• **Activity**
Lines before the one containing "Label each instance of the barn window" are to be left out; reproduce that line and all the rest of the entries exactly.

• **Source information**
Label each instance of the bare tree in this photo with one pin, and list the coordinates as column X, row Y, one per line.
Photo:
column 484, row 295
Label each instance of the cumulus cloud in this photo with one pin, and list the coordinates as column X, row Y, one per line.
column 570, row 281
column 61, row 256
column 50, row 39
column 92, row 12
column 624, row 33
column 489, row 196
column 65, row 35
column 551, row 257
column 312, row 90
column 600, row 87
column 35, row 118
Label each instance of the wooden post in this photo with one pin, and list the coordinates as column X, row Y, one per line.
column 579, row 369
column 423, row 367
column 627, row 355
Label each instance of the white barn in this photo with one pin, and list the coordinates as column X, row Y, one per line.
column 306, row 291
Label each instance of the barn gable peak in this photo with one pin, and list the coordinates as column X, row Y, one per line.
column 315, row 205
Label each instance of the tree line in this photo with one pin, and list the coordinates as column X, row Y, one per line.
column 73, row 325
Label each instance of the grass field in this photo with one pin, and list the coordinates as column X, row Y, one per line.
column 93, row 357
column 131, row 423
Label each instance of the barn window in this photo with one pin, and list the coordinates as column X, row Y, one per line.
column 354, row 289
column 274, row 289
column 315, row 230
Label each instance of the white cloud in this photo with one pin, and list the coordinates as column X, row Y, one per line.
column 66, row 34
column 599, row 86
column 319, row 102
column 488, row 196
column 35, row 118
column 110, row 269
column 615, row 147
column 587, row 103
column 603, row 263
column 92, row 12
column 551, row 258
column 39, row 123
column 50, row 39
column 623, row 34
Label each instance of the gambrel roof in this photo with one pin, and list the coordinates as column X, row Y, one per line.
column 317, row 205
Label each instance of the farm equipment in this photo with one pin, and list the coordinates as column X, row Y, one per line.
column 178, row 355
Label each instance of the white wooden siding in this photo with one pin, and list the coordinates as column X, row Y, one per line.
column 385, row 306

• **Response**
Label each instance of the barn window in this photo with one pin, and list the coordinates as column X, row Y, one per line.
column 354, row 289
column 274, row 289
column 315, row 230
Label each instance of the white cloud in this photo with one pin, and list the coordinates as column X, row Y, one per line.
column 66, row 34
column 599, row 86
column 319, row 102
column 488, row 196
column 35, row 118
column 110, row 269
column 615, row 147
column 587, row 103
column 603, row 263
column 92, row 12
column 551, row 258
column 39, row 123
column 50, row 39
column 623, row 34
Label each instance of the gambrel roof in this photo with one pin, and list the coordinates as column X, row Y, one per line.
column 317, row 205
Label each instance of the farm equipment in this photo with one pin, and list the coordinates as column X, row Y, one per line.
column 178, row 355
Label each instance of the white wooden siding in this photo with one pin, and list the coordinates as column X, row Y, one per line.
column 385, row 306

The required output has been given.